Data listing

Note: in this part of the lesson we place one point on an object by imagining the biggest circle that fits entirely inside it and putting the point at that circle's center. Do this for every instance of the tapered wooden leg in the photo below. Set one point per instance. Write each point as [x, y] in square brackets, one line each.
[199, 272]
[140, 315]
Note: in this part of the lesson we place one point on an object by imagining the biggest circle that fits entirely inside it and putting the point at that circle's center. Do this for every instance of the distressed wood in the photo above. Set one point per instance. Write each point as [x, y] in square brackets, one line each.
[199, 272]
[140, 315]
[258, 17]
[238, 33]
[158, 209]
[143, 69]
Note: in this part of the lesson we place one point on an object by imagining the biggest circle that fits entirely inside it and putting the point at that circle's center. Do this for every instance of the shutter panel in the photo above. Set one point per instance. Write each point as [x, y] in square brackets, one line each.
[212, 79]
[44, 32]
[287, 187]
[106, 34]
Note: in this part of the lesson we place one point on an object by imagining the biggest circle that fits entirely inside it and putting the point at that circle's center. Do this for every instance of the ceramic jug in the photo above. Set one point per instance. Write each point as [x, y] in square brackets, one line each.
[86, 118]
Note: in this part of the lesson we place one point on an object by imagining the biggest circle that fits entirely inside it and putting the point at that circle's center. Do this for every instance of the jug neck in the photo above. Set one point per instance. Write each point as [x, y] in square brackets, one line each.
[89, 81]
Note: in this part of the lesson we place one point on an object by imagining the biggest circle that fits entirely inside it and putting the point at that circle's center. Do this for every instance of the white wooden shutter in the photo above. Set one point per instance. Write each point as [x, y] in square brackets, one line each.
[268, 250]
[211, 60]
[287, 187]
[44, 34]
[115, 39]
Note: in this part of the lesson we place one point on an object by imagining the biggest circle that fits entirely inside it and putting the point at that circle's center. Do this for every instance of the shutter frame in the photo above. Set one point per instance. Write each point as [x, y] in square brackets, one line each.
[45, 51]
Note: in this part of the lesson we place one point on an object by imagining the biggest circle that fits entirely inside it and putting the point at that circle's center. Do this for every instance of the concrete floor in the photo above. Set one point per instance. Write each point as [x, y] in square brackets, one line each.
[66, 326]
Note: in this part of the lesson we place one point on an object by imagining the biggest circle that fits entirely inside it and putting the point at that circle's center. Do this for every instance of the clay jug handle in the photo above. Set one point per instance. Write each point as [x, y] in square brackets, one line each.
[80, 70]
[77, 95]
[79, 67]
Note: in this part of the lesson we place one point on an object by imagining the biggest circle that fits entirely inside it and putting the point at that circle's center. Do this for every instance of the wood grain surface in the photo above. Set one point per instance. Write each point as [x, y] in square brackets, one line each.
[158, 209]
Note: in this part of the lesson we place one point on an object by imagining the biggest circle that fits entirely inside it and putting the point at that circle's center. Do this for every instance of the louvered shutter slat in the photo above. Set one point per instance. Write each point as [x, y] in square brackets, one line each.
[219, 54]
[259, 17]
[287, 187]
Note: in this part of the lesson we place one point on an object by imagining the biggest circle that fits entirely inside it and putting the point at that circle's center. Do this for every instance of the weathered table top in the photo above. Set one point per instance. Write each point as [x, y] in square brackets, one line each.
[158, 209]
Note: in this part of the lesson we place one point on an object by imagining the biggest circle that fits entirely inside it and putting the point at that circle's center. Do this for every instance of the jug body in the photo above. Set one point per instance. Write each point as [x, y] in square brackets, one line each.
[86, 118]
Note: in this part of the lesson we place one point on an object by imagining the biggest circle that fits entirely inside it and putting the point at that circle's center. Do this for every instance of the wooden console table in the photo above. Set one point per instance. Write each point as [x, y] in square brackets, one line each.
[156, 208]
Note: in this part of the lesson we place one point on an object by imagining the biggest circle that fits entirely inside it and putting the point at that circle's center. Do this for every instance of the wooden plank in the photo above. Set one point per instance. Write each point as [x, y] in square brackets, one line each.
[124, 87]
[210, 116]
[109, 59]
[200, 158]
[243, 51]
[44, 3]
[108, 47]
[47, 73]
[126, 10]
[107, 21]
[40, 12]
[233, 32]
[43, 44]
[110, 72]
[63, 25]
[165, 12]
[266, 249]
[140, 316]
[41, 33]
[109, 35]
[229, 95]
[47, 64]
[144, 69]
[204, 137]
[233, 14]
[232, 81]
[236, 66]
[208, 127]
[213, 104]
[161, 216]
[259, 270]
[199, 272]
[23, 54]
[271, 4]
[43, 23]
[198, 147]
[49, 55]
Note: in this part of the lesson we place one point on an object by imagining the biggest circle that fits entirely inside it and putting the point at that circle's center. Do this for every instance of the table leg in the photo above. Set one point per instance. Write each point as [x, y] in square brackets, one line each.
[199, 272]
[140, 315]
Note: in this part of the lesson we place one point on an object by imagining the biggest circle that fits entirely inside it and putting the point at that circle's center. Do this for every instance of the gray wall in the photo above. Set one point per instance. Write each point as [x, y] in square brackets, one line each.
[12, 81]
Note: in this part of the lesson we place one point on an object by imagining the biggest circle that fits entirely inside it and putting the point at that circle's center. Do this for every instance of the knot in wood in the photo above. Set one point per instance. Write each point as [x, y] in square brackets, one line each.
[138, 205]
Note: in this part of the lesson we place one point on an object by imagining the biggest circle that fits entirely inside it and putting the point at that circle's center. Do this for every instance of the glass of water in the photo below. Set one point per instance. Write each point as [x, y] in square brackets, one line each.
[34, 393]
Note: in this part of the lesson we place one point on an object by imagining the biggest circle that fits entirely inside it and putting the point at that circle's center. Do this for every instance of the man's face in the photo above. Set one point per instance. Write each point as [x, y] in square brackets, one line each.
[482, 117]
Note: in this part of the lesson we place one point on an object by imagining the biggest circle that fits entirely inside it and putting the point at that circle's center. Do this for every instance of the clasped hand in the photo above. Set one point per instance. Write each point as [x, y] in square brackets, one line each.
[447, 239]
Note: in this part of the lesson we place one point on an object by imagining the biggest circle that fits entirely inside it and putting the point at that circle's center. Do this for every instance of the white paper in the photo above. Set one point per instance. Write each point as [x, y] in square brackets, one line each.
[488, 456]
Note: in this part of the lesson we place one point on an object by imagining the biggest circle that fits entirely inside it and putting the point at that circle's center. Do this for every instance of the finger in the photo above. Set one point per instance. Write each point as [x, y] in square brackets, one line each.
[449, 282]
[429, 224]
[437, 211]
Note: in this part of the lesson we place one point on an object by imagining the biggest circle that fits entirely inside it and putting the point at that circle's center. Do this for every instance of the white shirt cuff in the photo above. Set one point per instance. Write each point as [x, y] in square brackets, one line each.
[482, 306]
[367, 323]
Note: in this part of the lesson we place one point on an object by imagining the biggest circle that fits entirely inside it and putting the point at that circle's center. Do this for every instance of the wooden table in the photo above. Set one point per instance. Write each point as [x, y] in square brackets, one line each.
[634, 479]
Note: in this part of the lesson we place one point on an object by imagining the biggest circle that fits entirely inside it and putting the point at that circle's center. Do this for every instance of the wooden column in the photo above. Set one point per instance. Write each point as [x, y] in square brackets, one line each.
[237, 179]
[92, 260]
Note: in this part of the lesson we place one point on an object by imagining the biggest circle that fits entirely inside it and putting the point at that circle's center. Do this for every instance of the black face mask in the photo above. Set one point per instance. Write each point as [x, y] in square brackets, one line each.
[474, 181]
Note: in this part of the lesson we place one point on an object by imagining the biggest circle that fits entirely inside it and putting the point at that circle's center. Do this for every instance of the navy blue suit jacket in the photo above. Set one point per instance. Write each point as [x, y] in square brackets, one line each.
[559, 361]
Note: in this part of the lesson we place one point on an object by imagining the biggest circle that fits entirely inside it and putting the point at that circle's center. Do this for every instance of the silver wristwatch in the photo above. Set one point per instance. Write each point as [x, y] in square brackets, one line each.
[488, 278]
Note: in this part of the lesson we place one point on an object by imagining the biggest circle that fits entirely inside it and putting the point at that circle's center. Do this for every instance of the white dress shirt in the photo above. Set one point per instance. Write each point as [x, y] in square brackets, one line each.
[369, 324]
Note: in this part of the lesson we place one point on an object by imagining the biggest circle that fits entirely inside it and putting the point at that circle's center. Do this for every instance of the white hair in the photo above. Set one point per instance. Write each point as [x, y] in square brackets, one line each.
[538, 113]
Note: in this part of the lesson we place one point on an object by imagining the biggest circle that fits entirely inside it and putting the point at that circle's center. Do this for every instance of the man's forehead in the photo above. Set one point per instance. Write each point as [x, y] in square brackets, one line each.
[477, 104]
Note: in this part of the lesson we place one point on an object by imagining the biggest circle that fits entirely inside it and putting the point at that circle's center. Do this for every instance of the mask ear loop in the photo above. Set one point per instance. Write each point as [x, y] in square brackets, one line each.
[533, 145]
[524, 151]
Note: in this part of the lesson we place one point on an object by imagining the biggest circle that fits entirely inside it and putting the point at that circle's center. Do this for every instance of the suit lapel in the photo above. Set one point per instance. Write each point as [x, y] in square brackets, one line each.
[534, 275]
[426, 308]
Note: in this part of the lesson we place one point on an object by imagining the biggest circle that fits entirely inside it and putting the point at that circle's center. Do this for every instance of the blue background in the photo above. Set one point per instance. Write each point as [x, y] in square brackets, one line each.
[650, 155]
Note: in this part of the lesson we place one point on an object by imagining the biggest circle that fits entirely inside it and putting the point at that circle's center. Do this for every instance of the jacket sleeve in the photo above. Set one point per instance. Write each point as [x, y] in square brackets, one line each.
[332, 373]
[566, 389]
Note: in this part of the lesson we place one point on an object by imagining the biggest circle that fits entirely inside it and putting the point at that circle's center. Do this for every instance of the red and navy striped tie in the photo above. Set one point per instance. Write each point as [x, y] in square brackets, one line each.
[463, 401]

• **WHAT TO DO**: Begin at the line above that contains "the red and" and continue through the last of the items. Express those lines as a JSON list of strings, one string per line, with blank lines omitted.

• **ANSWER BELOW**:
[
  "Note: in this part of the lesson we place one point on an object by imagining the biggest circle that fits entirely inside it and putting the point at that circle's center. Do this for every instance of the red and navy striped tie in the photo above. Set one point per instance. Write each point as [x, y] in square brackets, one line each.",
  "[463, 401]"
]